Source data:

=-=-=

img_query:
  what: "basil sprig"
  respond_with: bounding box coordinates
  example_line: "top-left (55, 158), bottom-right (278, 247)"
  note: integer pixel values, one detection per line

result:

=-=-=

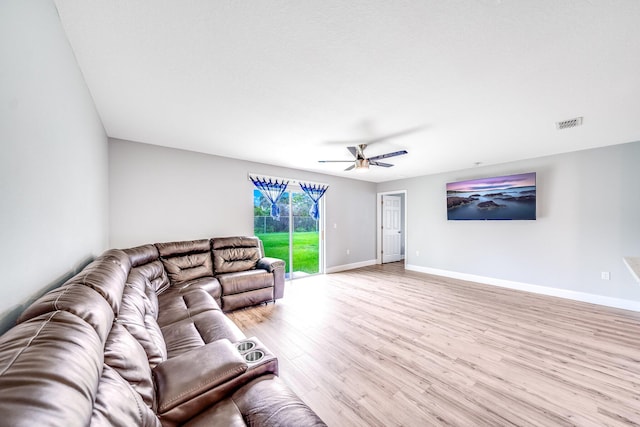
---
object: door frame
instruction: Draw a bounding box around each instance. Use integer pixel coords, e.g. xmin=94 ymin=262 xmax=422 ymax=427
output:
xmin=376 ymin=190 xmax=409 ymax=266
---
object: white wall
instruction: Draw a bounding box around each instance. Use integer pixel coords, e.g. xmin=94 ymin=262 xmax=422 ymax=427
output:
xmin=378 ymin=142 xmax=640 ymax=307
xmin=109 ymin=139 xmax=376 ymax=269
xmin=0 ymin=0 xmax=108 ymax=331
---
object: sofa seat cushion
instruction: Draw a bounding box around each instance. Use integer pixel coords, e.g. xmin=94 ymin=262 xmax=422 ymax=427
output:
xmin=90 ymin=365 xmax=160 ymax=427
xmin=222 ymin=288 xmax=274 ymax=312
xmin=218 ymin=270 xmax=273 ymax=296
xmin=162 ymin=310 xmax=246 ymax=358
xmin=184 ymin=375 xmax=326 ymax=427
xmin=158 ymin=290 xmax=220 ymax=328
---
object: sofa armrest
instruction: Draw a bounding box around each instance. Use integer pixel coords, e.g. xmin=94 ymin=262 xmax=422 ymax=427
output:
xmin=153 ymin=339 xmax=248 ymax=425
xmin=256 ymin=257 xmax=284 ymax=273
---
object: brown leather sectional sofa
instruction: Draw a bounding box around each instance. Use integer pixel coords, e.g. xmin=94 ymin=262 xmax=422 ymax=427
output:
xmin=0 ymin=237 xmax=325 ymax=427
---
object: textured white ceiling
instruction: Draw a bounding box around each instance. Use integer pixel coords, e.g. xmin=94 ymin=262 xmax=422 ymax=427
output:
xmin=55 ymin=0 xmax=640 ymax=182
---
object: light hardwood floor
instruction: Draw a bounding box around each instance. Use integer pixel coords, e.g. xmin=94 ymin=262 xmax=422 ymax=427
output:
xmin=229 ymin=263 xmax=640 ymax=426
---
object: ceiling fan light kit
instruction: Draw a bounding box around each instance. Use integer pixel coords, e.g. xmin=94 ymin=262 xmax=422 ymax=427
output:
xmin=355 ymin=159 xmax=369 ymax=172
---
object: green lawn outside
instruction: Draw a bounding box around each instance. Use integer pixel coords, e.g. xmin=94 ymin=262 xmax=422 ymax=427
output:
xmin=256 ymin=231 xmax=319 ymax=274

=-=-=

BRIEF
Extract each line of the items above that contains the string "light". Case counts when matching.

REPLY TO THE TASK
object: light hardwood floor
object: ceiling fan light kit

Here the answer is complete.